◆ **Texte fourni**:
# # # # #
Aussi, il n’est pas surprenant de constater que les constructeurs de liseuses ont sélectionné ces polices eText. Sachez donc que les polices Baskerville, Palatino, Malabar, Amasis et Caecilia présentes sur les liseuses (et quelques apps) utilisent cette variante eText.
Styles manquants
Il convient de noter que certains styles des polices installées sur les appareils de lecture ne sont pas forcément disponibles. C’est d’ailleurs souvent le cas pour les polices sans-serif, où l’italique n’est pas installée et est parfois remplacé par le gras. Par conséquent, il faudra faire très attention lors du choix d’une police pour le corps du texte, a fortiori si le texte comporte un nombre significatif de mots ou de passages en italiques.
iBooks
Le cas d’iBooks devient de plus en plus particulier. En effet, si l’app permet d’utiliser les polices du système d’exploitation (iOS et OS X), la nouvelle version, iBooks 4, présente une particularité pour le moins mystérieuse : des polices dans le nuage.
Athelas, Charter et Seravek sont concernées et il semble qu’il ne soit pas encore possible de les appeler via la propriété font-family
dans la feuille de styles CSS du fichier EPUB.
De fait, nous pouvons deviner qu’iBooks 4, maintenant pré-installé dans iOS, utilise une fonctionnalité de téléchargement de polices qui ne sont pas installées par défaut, une option mise en place pour les développeurs d’apps depuis iOS6. Cf. cette page de support Apple, notamment le deuxième tableau.
Nous ne savons malheureusement pas pour le moment comment faire en sorte de télécharger des polices de cette liste lors de l’ouverture du fichier EPUB, en cas de besoin.
Message d’avertissement
Le support d’unicode étant ce qu’il est (seule la version 2 peut prétendre à être plus ou moins supportée), l’intégration d’une police est aujourd’hui le seul réel moyen d’afficher des caractères spéciaux.
Certains revendeurs en sont bien conscients, comme Kobo par exemple, et sont amenés à donner quelques conseils dans leur documentation :
When a user selects an available default font, Kobo reading platforms may not correctly render all glyphs within the script. So Content containing glyphs not present in Kobo’s default apps should be tested across platforms. Creators may want to embed a font that contains the glyphs used in their content to ensure it renders correctly.
Some glyphs do not render on most fonts. In cases where creators are unable to supply embedded fonts they can insert a note into the front matter of their content instructing users to select the font Georgia. It correctly renders the greatest set of scripts.
# # # # #
Extraits de données de pointage
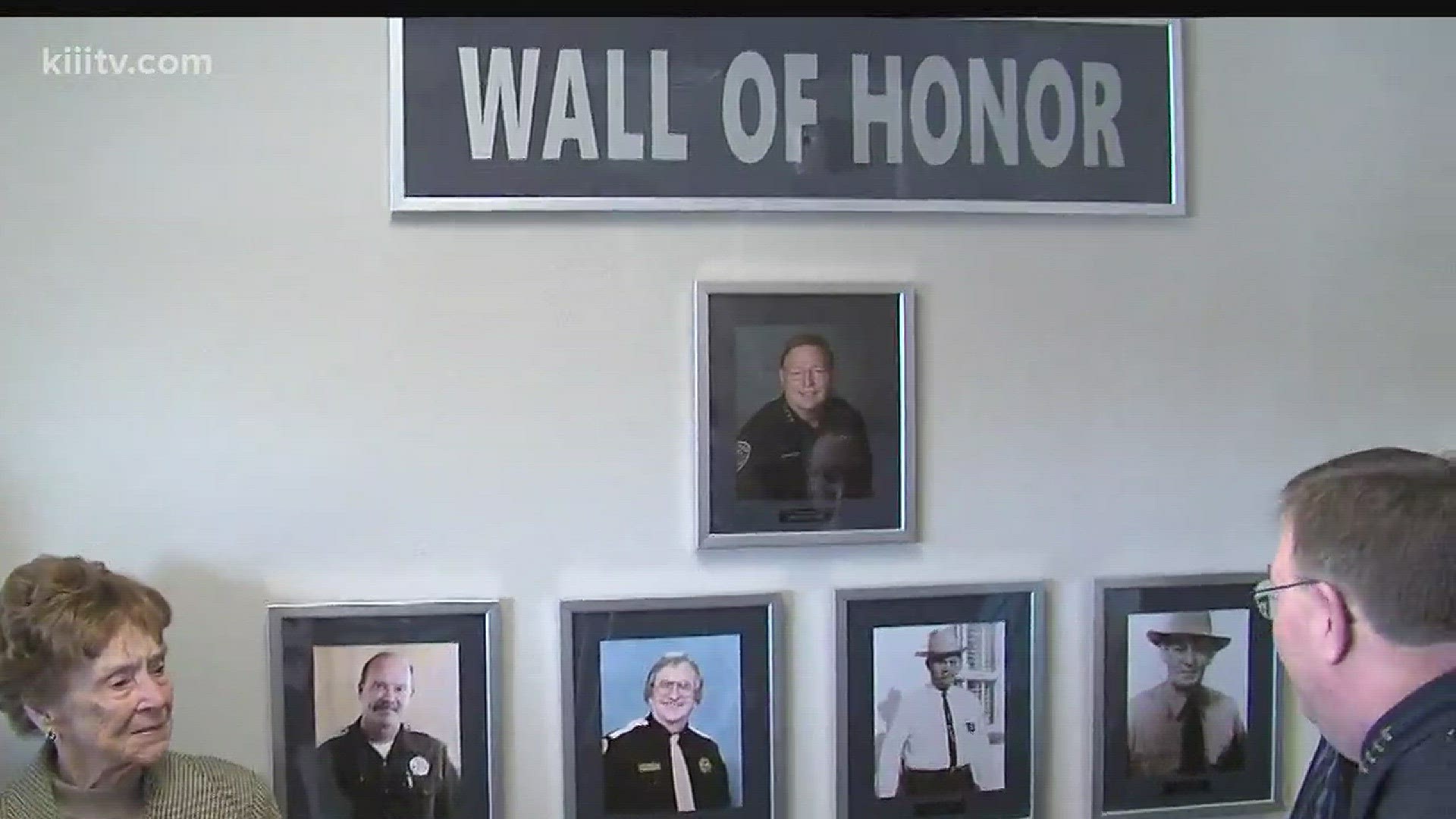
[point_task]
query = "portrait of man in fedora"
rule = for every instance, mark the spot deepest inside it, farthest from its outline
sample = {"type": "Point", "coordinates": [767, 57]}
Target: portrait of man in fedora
{"type": "Point", "coordinates": [1181, 726]}
{"type": "Point", "coordinates": [937, 736]}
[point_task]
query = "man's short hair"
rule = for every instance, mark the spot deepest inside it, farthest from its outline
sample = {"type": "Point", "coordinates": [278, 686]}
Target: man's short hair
{"type": "Point", "coordinates": [807, 340]}
{"type": "Point", "coordinates": [381, 656]}
{"type": "Point", "coordinates": [673, 659]}
{"type": "Point", "coordinates": [1381, 525]}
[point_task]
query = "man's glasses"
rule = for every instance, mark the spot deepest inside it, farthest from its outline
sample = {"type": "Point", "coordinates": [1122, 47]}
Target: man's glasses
{"type": "Point", "coordinates": [1266, 591]}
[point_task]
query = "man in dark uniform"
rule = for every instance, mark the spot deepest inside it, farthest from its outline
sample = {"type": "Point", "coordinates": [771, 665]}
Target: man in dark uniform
{"type": "Point", "coordinates": [807, 444]}
{"type": "Point", "coordinates": [378, 767]}
{"type": "Point", "coordinates": [658, 763]}
{"type": "Point", "coordinates": [1362, 594]}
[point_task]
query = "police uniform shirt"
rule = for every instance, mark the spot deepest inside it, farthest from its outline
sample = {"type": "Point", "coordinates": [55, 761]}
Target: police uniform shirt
{"type": "Point", "coordinates": [638, 770]}
{"type": "Point", "coordinates": [774, 447]}
{"type": "Point", "coordinates": [1407, 765]}
{"type": "Point", "coordinates": [414, 781]}
{"type": "Point", "coordinates": [918, 738]}
{"type": "Point", "coordinates": [1155, 730]}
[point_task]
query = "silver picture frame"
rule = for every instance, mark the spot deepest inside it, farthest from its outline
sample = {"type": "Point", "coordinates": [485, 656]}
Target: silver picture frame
{"type": "Point", "coordinates": [740, 330]}
{"type": "Point", "coordinates": [758, 623]}
{"type": "Point", "coordinates": [1019, 670]}
{"type": "Point", "coordinates": [1256, 783]}
{"type": "Point", "coordinates": [475, 629]}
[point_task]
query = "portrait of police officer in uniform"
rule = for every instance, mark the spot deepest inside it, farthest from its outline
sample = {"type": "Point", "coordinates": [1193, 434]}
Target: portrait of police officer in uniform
{"type": "Point", "coordinates": [378, 767]}
{"type": "Point", "coordinates": [937, 741]}
{"type": "Point", "coordinates": [807, 444]}
{"type": "Point", "coordinates": [1183, 726]}
{"type": "Point", "coordinates": [660, 763]}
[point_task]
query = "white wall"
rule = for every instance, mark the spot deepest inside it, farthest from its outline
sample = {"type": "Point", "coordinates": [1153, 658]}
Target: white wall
{"type": "Point", "coordinates": [223, 368]}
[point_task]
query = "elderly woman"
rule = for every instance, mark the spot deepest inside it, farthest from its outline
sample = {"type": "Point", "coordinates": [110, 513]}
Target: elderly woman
{"type": "Point", "coordinates": [82, 661]}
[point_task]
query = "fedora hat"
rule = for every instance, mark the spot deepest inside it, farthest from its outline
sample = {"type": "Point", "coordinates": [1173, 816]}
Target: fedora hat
{"type": "Point", "coordinates": [1193, 624]}
{"type": "Point", "coordinates": [940, 643]}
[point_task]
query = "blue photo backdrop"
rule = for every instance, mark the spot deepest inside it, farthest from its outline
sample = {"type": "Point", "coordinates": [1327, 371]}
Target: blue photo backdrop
{"type": "Point", "coordinates": [720, 716]}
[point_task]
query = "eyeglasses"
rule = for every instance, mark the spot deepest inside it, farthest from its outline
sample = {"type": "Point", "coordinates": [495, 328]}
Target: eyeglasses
{"type": "Point", "coordinates": [1266, 589]}
{"type": "Point", "coordinates": [670, 686]}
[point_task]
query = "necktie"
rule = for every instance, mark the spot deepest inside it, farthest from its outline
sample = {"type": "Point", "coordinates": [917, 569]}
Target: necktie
{"type": "Point", "coordinates": [949, 726]}
{"type": "Point", "coordinates": [1194, 758]}
{"type": "Point", "coordinates": [682, 786]}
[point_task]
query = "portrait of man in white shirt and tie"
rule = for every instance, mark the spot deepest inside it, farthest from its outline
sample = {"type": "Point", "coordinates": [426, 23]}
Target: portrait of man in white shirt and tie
{"type": "Point", "coordinates": [937, 741]}
{"type": "Point", "coordinates": [1190, 722]}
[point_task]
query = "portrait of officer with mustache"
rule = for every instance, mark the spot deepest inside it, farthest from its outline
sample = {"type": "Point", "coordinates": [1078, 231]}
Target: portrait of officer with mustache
{"type": "Point", "coordinates": [378, 767]}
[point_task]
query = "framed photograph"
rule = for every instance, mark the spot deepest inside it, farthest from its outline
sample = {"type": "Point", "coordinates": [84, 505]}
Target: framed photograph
{"type": "Point", "coordinates": [388, 704]}
{"type": "Point", "coordinates": [804, 430]}
{"type": "Point", "coordinates": [941, 700]}
{"type": "Point", "coordinates": [1187, 698]}
{"type": "Point", "coordinates": [672, 704]}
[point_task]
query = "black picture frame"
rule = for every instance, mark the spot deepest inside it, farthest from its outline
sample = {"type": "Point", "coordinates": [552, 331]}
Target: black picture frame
{"type": "Point", "coordinates": [1005, 667]}
{"type": "Point", "coordinates": [1247, 774]}
{"type": "Point", "coordinates": [862, 493]}
{"type": "Point", "coordinates": [303, 637]}
{"type": "Point", "coordinates": [724, 634]}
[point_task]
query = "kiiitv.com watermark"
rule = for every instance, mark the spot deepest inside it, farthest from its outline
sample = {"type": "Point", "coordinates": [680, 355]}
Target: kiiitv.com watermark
{"type": "Point", "coordinates": [83, 60]}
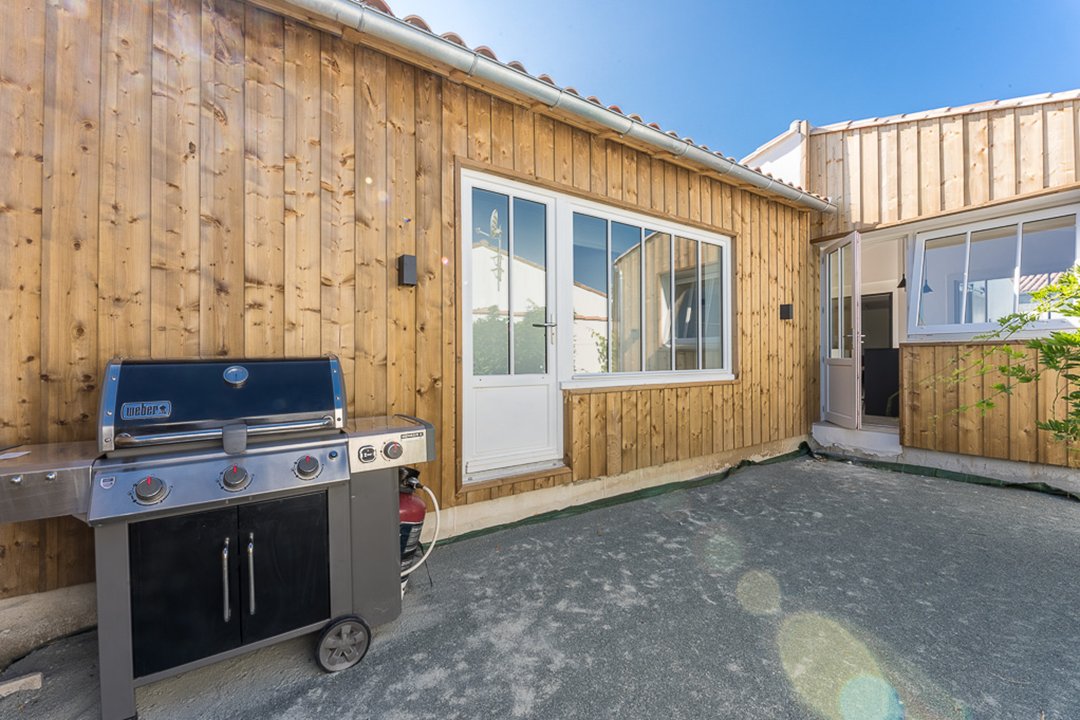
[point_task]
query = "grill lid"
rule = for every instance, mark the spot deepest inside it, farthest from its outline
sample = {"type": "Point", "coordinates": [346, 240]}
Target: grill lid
{"type": "Point", "coordinates": [160, 402]}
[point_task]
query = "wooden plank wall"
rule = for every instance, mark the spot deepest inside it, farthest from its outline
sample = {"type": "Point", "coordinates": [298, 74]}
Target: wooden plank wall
{"type": "Point", "coordinates": [205, 178]}
{"type": "Point", "coordinates": [1006, 432]}
{"type": "Point", "coordinates": [903, 171]}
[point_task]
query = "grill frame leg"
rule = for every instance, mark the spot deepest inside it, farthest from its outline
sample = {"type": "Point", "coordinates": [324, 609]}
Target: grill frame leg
{"type": "Point", "coordinates": [113, 623]}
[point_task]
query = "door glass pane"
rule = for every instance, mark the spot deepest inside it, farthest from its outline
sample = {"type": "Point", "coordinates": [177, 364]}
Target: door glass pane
{"type": "Point", "coordinates": [1050, 248]}
{"type": "Point", "coordinates": [490, 280]}
{"type": "Point", "coordinates": [941, 296]}
{"type": "Point", "coordinates": [658, 300]}
{"type": "Point", "coordinates": [712, 304]}
{"type": "Point", "coordinates": [990, 265]}
{"type": "Point", "coordinates": [590, 294]}
{"type": "Point", "coordinates": [847, 275]}
{"type": "Point", "coordinates": [835, 314]}
{"type": "Point", "coordinates": [529, 287]}
{"type": "Point", "coordinates": [686, 314]}
{"type": "Point", "coordinates": [625, 298]}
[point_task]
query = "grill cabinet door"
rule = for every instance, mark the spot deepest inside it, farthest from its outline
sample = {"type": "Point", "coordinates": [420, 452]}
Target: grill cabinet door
{"type": "Point", "coordinates": [183, 588]}
{"type": "Point", "coordinates": [284, 562]}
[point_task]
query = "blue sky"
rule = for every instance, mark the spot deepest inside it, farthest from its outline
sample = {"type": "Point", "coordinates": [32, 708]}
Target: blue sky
{"type": "Point", "coordinates": [733, 75]}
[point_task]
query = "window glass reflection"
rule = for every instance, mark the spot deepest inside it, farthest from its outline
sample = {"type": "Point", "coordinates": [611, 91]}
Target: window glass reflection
{"type": "Point", "coordinates": [658, 300]}
{"type": "Point", "coordinates": [590, 294]}
{"type": "Point", "coordinates": [490, 280]}
{"type": "Point", "coordinates": [529, 287]}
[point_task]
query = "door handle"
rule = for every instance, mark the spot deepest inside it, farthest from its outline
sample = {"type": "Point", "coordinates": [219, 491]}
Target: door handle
{"type": "Point", "coordinates": [225, 581]}
{"type": "Point", "coordinates": [251, 573]}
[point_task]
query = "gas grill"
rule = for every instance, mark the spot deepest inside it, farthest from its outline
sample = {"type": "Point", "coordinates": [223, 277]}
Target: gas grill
{"type": "Point", "coordinates": [233, 505]}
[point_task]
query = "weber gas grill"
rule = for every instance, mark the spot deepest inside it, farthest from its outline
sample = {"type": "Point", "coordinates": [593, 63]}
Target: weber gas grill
{"type": "Point", "coordinates": [233, 506]}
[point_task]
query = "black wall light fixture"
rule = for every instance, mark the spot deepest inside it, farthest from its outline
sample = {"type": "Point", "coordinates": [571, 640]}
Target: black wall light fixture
{"type": "Point", "coordinates": [406, 270]}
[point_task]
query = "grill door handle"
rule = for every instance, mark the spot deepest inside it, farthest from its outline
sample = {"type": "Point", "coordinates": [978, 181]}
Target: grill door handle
{"type": "Point", "coordinates": [251, 573]}
{"type": "Point", "coordinates": [225, 580]}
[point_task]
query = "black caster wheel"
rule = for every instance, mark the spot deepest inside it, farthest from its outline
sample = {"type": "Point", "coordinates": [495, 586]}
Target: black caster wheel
{"type": "Point", "coordinates": [342, 643]}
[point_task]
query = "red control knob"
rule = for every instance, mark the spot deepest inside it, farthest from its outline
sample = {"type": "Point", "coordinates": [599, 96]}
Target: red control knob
{"type": "Point", "coordinates": [392, 450]}
{"type": "Point", "coordinates": [149, 490]}
{"type": "Point", "coordinates": [307, 467]}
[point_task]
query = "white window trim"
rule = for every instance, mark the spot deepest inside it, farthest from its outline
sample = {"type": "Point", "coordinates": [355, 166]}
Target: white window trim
{"type": "Point", "coordinates": [968, 331]}
{"type": "Point", "coordinates": [568, 205]}
{"type": "Point", "coordinates": [565, 205]}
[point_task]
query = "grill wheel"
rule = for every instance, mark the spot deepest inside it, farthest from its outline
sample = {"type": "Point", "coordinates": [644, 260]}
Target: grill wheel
{"type": "Point", "coordinates": [342, 643]}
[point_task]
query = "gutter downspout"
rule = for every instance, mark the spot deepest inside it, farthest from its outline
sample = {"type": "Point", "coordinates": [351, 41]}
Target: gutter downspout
{"type": "Point", "coordinates": [368, 21]}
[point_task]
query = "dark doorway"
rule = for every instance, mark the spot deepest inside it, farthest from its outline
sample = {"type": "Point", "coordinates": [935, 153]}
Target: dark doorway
{"type": "Point", "coordinates": [880, 358]}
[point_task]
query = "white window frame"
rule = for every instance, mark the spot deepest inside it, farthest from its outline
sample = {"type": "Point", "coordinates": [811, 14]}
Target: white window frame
{"type": "Point", "coordinates": [969, 330]}
{"type": "Point", "coordinates": [566, 206]}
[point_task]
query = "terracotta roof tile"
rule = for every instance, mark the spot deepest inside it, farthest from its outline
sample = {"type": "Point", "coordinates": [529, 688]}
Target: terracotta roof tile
{"type": "Point", "coordinates": [381, 7]}
{"type": "Point", "coordinates": [418, 22]}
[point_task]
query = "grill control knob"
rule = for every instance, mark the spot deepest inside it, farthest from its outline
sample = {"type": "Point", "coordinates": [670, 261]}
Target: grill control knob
{"type": "Point", "coordinates": [150, 489]}
{"type": "Point", "coordinates": [307, 467]}
{"type": "Point", "coordinates": [235, 477]}
{"type": "Point", "coordinates": [392, 450]}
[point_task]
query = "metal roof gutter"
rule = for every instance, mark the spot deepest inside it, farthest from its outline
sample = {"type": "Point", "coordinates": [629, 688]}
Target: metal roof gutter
{"type": "Point", "coordinates": [372, 22]}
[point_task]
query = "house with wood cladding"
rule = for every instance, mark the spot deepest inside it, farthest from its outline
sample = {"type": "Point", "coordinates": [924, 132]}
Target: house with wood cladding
{"type": "Point", "coordinates": [599, 306]}
{"type": "Point", "coordinates": [946, 220]}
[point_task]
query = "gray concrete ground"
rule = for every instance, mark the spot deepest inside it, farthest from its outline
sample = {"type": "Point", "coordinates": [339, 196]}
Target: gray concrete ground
{"type": "Point", "coordinates": [800, 589]}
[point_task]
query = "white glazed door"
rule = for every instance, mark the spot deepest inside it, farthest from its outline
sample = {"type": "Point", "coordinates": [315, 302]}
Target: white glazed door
{"type": "Point", "coordinates": [841, 327]}
{"type": "Point", "coordinates": [510, 401]}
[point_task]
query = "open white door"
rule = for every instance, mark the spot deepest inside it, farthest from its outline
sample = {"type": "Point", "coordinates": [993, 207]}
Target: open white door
{"type": "Point", "coordinates": [510, 391]}
{"type": "Point", "coordinates": [840, 323]}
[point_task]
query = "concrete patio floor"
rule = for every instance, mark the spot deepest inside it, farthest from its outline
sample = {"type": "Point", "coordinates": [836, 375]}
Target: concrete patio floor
{"type": "Point", "coordinates": [805, 588]}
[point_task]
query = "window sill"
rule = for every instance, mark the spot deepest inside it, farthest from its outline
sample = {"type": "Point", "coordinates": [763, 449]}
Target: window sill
{"type": "Point", "coordinates": [639, 379]}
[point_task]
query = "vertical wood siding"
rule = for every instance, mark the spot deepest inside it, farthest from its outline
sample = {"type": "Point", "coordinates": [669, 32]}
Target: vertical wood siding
{"type": "Point", "coordinates": [205, 178]}
{"type": "Point", "coordinates": [904, 171]}
{"type": "Point", "coordinates": [1006, 432]}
# # # # #
◆ **Consignes**:
- A) D'après le texte fourni, quelles sont les trois polices qu'iBooks 4 propose dans le nuage ?
- B) Filtrez les entrées et recopiez chaque ligne qui contient le mot "plank".

◆ **Corrigé**:
- A) Athelas, Charter et Seravek.

- B)
query = "wooden plank wall"
Target: wooden plank wall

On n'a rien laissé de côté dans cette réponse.